*** Opening Available records ***
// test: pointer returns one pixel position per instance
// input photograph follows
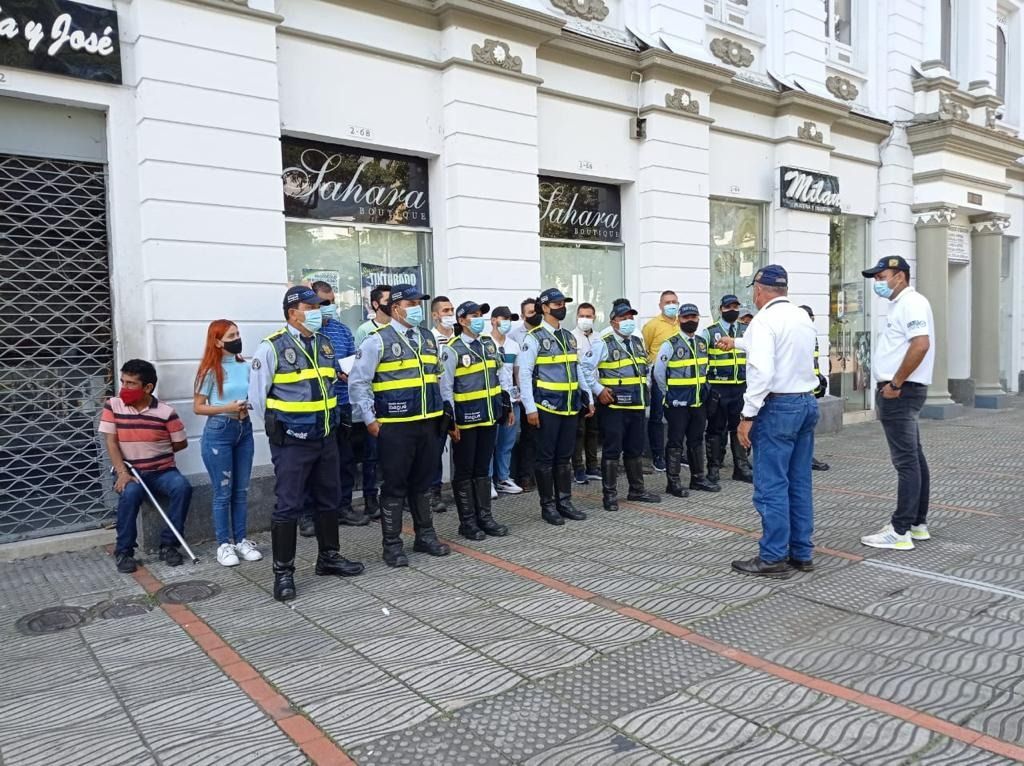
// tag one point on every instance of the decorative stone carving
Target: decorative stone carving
(943, 216)
(682, 100)
(731, 52)
(809, 131)
(589, 10)
(949, 109)
(842, 88)
(497, 53)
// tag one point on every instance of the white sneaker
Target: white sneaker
(226, 555)
(887, 538)
(920, 532)
(248, 550)
(508, 486)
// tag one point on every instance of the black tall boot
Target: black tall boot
(463, 491)
(283, 537)
(563, 493)
(716, 456)
(609, 484)
(697, 478)
(481, 491)
(673, 461)
(634, 474)
(740, 462)
(329, 560)
(423, 520)
(546, 488)
(394, 554)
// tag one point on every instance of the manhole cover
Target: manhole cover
(187, 592)
(52, 620)
(122, 607)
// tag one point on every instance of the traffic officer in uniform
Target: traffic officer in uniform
(549, 376)
(616, 374)
(292, 387)
(727, 376)
(473, 393)
(394, 390)
(681, 371)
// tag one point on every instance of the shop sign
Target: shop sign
(330, 182)
(60, 37)
(810, 192)
(573, 210)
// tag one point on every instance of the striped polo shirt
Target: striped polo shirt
(144, 437)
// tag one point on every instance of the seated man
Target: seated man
(146, 433)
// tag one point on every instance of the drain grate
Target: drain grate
(187, 592)
(52, 620)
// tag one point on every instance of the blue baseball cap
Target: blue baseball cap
(407, 292)
(772, 275)
(552, 295)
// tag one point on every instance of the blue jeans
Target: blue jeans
(169, 483)
(783, 444)
(227, 455)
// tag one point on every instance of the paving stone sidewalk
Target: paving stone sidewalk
(549, 648)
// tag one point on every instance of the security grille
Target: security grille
(56, 359)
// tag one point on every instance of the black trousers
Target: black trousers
(471, 454)
(686, 426)
(301, 467)
(408, 456)
(622, 432)
(556, 439)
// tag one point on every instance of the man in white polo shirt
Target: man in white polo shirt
(901, 365)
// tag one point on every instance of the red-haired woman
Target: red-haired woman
(221, 394)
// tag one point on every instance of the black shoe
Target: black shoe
(170, 555)
(762, 568)
(126, 563)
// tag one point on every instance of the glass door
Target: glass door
(849, 314)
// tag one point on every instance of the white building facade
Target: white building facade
(180, 161)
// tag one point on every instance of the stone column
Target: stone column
(933, 283)
(986, 255)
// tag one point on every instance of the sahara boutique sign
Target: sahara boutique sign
(340, 183)
(810, 192)
(573, 210)
(60, 37)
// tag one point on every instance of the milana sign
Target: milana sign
(804, 189)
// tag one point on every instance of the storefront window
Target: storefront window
(736, 248)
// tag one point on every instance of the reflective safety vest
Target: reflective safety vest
(556, 385)
(301, 394)
(725, 368)
(686, 371)
(624, 371)
(406, 381)
(477, 392)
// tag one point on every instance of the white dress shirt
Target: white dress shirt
(779, 346)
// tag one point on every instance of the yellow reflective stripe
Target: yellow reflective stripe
(481, 394)
(301, 407)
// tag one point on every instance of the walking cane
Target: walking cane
(193, 556)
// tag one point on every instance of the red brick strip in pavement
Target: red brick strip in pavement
(311, 740)
(954, 731)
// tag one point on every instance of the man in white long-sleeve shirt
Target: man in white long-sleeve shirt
(778, 418)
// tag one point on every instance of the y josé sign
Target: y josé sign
(805, 189)
(336, 183)
(573, 210)
(60, 37)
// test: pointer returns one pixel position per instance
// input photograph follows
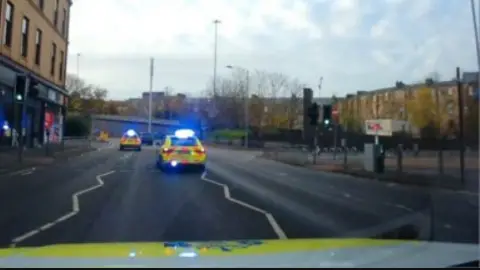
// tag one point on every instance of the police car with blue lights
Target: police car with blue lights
(182, 149)
(131, 140)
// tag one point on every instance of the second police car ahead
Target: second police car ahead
(130, 140)
(181, 149)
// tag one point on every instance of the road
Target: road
(113, 196)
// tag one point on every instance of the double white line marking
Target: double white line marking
(75, 211)
(271, 220)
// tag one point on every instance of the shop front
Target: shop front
(42, 115)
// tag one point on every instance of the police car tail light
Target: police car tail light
(184, 133)
(199, 150)
(167, 150)
(131, 133)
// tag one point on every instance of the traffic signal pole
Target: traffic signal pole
(313, 115)
(23, 118)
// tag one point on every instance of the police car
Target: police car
(130, 140)
(182, 149)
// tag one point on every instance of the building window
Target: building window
(64, 22)
(60, 71)
(38, 46)
(7, 33)
(55, 14)
(25, 30)
(53, 59)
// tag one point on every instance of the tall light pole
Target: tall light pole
(477, 45)
(150, 96)
(215, 22)
(246, 113)
(78, 65)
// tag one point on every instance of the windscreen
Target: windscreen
(183, 141)
(125, 136)
(147, 135)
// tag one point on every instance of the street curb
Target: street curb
(55, 161)
(437, 188)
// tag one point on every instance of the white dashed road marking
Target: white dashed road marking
(276, 228)
(75, 210)
(23, 172)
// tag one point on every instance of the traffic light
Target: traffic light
(20, 88)
(313, 114)
(327, 114)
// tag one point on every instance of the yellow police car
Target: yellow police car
(131, 140)
(183, 149)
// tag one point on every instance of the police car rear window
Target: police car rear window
(183, 142)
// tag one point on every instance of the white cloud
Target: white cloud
(353, 44)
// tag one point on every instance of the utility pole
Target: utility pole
(150, 96)
(22, 117)
(477, 44)
(216, 22)
(461, 126)
(78, 65)
(315, 131)
(247, 118)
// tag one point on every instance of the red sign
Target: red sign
(335, 112)
(375, 127)
(49, 118)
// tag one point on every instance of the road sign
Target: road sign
(378, 127)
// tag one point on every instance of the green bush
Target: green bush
(231, 134)
(77, 126)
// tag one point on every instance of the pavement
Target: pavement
(35, 157)
(119, 196)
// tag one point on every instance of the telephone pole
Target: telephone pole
(150, 96)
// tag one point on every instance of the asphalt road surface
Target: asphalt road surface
(118, 196)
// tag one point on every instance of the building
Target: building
(405, 102)
(34, 44)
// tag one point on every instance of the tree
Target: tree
(85, 98)
(424, 113)
(274, 99)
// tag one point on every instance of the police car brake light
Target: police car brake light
(131, 133)
(184, 133)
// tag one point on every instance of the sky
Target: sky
(353, 44)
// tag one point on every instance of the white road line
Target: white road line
(21, 172)
(276, 228)
(75, 210)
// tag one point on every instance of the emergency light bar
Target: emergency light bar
(184, 133)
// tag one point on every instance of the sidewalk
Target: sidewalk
(38, 157)
(418, 173)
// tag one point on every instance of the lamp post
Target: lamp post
(246, 101)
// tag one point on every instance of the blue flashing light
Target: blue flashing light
(131, 132)
(184, 133)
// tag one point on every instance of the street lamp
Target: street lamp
(246, 100)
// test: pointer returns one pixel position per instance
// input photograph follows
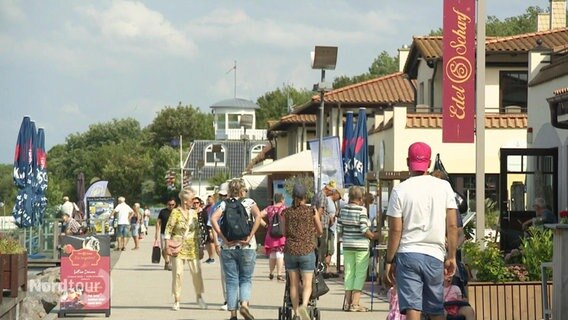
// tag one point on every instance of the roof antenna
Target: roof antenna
(234, 68)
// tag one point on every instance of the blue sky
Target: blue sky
(69, 64)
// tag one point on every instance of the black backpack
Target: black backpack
(236, 223)
(275, 226)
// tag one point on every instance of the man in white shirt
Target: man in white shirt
(121, 212)
(421, 214)
(67, 206)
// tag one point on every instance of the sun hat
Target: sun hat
(419, 154)
(224, 188)
(299, 191)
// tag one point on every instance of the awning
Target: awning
(298, 162)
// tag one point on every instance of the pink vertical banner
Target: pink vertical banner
(458, 83)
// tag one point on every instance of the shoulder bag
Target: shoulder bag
(173, 247)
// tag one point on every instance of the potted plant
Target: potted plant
(499, 279)
(13, 265)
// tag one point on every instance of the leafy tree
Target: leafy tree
(382, 65)
(187, 121)
(274, 104)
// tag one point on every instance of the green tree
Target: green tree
(187, 121)
(382, 65)
(275, 104)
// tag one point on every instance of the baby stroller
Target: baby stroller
(285, 311)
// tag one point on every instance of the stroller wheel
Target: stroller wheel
(288, 314)
(315, 314)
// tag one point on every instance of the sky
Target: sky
(70, 64)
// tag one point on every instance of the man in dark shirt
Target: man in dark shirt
(161, 222)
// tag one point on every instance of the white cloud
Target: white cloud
(11, 11)
(133, 27)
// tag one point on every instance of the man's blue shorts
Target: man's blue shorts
(122, 230)
(420, 283)
(305, 263)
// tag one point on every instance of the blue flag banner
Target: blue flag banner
(331, 161)
(348, 149)
(360, 160)
(24, 174)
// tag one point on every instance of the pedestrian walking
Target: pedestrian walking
(122, 213)
(302, 224)
(183, 225)
(422, 220)
(161, 222)
(354, 227)
(238, 254)
(274, 241)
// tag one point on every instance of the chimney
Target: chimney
(557, 14)
(402, 57)
(543, 22)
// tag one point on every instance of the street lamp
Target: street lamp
(323, 58)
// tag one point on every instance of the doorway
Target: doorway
(526, 174)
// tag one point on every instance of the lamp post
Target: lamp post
(246, 123)
(323, 58)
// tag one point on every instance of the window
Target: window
(221, 121)
(513, 91)
(215, 158)
(254, 151)
(233, 121)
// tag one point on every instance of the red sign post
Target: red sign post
(85, 275)
(458, 84)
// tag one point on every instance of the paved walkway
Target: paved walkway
(142, 290)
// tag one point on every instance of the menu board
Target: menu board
(85, 274)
*** Closing Available records ***
= Assignment =
Would you retype the lines above from the one with "Target: white dashed road marking" down to the one with "the green bush", word for word, both ends included and no other lines?

= Problem solution =
Target: white dashed road marking
(276, 228)
(75, 210)
(23, 172)
// tag one point on every instance of the traffic light
Target: traffic light
(20, 88)
(313, 114)
(327, 114)
// tag one point on every instance of the yellow police car
Target: yellow police car
(131, 140)
(183, 149)
// tag one point on every instance of the police car rear window
Target: police car rear window
(183, 142)
// tag one point on every instance of the white cloud
Target: white cloud
(353, 44)
// tag one point on every instance of the utility pole
Target: utility pole
(150, 96)
(22, 117)
(477, 44)
(216, 22)
(461, 126)
(78, 65)
(315, 131)
(247, 118)
// tag one point on every instance of the red sign
Target: red sign
(335, 112)
(375, 127)
(49, 118)
// tag one point on every instance of the road sign
Target: road sign
(378, 127)
// tag one point on every instance of the green bush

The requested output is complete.